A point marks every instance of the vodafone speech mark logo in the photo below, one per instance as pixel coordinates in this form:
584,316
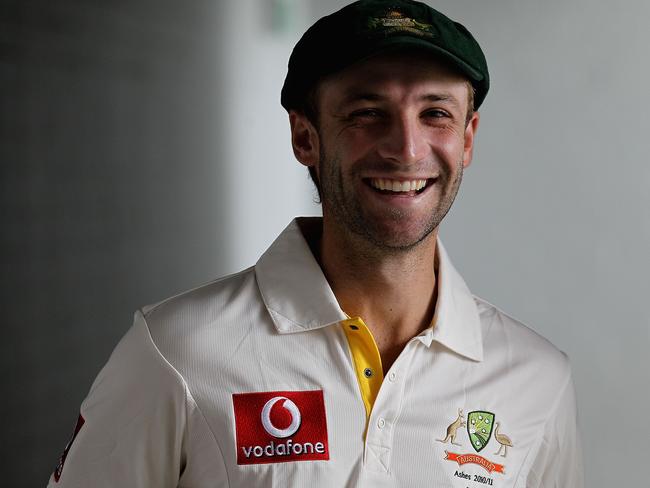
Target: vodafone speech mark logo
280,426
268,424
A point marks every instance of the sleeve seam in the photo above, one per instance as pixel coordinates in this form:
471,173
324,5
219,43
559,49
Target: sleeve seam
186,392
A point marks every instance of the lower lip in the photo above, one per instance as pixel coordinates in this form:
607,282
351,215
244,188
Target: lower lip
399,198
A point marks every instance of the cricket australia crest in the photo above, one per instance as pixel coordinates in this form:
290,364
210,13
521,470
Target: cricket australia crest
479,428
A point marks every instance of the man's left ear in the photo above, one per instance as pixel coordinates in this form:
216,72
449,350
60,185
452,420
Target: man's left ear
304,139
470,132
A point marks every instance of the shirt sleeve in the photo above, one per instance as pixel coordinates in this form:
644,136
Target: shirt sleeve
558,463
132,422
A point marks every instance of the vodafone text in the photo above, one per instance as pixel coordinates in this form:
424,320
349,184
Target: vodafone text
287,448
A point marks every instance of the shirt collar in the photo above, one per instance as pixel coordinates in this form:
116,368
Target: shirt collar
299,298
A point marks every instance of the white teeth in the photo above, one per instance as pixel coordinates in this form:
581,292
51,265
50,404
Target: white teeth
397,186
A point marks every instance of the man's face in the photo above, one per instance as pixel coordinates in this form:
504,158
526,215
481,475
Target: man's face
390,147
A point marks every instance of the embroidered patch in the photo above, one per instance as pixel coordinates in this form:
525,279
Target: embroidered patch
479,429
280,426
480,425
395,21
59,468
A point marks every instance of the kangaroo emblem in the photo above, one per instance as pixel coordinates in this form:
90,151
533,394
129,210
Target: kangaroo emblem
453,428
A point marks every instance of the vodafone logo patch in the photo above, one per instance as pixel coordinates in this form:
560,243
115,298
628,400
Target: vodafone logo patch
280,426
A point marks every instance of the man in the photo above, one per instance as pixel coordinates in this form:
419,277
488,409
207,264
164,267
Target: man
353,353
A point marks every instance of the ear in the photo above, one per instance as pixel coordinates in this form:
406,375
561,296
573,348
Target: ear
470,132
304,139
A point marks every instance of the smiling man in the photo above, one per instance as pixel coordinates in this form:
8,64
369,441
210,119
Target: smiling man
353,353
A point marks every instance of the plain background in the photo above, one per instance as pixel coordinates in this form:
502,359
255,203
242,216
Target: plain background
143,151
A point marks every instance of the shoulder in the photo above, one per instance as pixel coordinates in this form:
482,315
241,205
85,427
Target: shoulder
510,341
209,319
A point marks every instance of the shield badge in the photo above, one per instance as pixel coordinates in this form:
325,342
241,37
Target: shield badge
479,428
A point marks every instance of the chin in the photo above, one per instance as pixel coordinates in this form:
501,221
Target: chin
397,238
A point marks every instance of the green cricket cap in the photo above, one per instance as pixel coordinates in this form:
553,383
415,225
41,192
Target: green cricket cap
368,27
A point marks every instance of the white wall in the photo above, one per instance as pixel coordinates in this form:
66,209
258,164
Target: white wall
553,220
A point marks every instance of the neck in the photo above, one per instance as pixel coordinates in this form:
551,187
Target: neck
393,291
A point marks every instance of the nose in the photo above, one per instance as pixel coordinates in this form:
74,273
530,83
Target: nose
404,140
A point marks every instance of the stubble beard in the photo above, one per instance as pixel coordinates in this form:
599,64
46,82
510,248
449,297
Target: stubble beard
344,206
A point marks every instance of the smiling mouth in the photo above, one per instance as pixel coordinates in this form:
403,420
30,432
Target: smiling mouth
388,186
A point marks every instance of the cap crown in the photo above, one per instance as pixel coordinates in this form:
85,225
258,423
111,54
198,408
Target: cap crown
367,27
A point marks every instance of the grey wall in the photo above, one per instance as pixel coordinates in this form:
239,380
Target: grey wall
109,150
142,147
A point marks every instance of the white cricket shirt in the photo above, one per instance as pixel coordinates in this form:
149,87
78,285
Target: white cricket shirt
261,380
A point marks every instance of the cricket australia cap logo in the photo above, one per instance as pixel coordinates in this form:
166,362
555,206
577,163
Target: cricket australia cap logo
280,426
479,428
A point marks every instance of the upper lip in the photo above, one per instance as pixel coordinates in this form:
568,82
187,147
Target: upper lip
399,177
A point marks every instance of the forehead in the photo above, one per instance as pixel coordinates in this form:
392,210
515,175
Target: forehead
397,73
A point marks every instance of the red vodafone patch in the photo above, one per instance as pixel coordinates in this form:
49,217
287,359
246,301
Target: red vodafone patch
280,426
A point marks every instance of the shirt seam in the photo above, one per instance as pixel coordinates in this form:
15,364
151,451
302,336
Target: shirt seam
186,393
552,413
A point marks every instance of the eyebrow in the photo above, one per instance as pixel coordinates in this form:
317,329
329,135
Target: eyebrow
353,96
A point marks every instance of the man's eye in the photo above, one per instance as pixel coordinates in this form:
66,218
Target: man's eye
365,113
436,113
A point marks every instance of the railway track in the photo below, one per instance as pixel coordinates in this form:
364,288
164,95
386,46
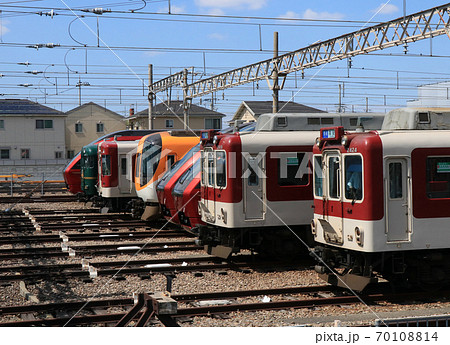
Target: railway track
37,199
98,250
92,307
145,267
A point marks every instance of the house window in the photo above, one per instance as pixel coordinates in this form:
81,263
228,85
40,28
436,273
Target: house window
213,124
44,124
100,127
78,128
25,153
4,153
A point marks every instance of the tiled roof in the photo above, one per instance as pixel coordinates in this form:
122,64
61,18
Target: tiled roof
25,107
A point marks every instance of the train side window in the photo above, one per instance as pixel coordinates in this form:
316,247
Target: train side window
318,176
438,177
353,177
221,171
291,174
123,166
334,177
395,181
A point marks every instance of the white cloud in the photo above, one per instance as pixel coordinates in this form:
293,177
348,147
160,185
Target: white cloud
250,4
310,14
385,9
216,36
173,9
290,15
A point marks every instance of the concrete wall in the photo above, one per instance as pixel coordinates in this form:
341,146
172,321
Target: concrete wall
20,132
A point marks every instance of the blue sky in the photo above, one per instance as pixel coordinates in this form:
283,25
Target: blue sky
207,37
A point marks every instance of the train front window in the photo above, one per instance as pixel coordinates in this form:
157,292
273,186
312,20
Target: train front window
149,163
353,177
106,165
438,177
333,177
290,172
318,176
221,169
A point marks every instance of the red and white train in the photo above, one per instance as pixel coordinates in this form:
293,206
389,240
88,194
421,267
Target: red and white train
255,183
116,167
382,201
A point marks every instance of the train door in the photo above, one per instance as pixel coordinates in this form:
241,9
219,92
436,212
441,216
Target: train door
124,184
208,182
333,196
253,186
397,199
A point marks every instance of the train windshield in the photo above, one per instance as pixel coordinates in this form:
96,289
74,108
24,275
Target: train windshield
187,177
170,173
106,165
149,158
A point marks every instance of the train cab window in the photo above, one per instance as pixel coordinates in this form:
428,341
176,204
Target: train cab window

▬▬▬▬▬▬▬▬▬▬

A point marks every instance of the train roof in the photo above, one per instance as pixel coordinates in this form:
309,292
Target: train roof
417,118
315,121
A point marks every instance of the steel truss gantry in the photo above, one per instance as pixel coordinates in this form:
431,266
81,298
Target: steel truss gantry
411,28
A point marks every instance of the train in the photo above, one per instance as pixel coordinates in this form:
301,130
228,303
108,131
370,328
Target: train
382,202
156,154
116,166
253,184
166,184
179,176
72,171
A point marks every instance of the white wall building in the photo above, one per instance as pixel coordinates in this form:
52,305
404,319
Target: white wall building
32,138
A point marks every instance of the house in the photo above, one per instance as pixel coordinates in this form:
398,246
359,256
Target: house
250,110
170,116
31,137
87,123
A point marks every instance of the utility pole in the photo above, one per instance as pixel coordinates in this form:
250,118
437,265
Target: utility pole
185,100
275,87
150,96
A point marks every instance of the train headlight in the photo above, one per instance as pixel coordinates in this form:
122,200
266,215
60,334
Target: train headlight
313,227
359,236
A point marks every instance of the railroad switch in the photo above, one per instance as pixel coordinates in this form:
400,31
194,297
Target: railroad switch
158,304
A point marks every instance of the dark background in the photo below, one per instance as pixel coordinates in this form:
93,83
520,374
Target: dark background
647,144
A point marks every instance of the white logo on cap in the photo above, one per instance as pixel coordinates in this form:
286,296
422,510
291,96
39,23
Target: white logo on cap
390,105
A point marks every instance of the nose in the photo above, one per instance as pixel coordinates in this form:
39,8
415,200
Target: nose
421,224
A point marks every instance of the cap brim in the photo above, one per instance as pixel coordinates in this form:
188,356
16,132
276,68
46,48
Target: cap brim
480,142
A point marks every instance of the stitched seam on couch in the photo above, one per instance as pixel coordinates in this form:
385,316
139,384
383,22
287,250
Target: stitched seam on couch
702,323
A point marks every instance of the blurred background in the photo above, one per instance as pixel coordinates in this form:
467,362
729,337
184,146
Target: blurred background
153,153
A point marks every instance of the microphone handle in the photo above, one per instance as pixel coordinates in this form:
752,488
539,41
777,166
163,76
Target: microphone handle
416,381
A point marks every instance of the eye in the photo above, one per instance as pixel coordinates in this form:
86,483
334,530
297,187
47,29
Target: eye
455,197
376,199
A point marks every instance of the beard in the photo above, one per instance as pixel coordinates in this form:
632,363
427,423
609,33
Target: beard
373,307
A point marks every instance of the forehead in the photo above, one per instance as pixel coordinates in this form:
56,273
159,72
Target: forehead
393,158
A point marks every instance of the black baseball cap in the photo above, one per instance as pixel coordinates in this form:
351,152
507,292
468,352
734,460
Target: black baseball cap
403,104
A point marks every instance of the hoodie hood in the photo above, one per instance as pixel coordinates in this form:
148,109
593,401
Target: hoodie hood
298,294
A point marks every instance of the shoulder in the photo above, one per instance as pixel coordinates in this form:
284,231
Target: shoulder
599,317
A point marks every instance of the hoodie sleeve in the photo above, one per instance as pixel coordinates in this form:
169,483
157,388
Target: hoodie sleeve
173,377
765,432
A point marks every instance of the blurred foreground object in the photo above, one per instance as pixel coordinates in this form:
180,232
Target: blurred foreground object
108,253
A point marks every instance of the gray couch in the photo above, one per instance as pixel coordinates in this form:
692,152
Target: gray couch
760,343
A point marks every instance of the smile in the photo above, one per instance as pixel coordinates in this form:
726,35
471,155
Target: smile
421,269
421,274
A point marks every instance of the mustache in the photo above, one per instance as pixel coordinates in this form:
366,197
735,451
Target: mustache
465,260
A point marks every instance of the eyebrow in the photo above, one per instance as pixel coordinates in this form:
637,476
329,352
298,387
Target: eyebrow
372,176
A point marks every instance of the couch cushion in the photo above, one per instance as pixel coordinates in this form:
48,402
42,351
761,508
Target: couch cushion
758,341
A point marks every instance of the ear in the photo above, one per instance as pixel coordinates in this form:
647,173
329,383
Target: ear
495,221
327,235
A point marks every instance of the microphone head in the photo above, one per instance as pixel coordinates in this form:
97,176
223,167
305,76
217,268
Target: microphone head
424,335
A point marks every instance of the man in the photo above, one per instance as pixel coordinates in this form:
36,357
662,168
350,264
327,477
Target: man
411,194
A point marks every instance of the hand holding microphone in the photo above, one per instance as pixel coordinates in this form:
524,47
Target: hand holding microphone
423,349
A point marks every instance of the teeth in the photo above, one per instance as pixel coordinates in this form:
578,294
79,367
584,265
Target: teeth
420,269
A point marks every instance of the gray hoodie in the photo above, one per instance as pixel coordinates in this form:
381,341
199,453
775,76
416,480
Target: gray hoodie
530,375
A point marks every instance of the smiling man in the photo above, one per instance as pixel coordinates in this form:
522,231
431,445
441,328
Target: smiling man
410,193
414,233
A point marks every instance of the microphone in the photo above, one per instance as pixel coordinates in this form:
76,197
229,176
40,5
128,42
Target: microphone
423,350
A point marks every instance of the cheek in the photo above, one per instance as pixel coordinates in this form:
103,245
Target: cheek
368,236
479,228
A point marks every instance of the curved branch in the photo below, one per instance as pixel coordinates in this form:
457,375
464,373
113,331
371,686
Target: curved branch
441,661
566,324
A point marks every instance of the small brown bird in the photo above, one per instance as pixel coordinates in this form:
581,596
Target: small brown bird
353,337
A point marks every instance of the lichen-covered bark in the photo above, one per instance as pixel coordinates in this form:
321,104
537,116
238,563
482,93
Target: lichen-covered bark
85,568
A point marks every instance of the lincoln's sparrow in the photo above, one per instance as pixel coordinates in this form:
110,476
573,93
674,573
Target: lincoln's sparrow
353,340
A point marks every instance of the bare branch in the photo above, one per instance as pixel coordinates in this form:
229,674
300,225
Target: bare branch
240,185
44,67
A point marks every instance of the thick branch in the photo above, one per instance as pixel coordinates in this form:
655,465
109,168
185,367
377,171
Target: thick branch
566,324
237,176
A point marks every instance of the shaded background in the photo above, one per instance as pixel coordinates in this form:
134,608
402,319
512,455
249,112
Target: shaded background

▬▬▬▬▬▬▬▬▬▬

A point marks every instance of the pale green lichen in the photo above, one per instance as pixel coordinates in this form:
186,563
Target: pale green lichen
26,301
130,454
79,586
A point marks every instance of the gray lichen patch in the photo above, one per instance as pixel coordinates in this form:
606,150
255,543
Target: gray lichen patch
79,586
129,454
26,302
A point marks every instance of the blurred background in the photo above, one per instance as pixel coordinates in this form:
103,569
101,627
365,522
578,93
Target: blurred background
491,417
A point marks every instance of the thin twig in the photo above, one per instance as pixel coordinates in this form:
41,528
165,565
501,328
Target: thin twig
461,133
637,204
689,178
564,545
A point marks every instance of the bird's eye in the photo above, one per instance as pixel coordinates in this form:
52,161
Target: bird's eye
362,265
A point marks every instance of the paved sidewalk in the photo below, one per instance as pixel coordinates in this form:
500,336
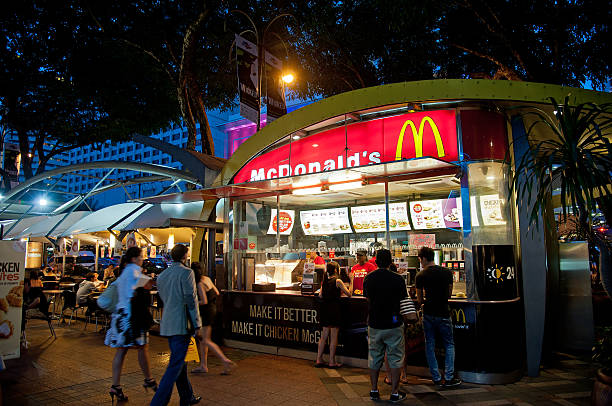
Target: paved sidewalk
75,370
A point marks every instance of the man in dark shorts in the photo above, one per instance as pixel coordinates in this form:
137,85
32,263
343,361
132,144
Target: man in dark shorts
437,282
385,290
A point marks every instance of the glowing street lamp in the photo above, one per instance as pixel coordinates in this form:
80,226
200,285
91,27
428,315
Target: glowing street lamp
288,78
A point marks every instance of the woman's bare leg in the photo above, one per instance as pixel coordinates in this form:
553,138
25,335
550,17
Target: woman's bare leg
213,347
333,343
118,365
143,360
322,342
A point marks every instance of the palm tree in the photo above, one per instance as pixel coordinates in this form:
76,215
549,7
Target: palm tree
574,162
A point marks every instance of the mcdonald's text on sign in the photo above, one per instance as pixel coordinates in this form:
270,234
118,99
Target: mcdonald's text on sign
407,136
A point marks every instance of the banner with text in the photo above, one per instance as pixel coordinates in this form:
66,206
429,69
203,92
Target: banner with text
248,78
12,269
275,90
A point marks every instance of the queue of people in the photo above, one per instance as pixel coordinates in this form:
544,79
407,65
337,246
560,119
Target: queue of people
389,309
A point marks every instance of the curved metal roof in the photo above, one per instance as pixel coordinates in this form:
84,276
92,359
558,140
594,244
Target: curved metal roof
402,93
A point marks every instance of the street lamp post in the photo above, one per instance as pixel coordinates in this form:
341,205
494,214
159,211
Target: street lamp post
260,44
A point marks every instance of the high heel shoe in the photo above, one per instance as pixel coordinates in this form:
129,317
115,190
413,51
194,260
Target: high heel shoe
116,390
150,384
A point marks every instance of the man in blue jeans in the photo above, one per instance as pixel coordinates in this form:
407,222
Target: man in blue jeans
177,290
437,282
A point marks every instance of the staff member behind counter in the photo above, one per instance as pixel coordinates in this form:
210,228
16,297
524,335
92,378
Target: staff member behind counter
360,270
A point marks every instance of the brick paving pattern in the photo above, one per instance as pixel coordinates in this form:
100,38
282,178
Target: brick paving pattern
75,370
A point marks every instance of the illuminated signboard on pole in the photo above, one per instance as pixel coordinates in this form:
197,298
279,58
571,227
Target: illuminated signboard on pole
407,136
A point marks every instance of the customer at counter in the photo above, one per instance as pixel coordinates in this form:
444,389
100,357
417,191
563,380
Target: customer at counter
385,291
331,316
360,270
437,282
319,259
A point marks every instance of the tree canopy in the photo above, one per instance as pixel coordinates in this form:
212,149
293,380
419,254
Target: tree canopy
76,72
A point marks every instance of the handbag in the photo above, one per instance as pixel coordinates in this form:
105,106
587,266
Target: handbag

▬▬▬▬▬▬▬▬▬▬

- [Problem to solve]:
Only a number belongs in the answer: state how many lines of the entries above hold "below".

- [Response box]:
5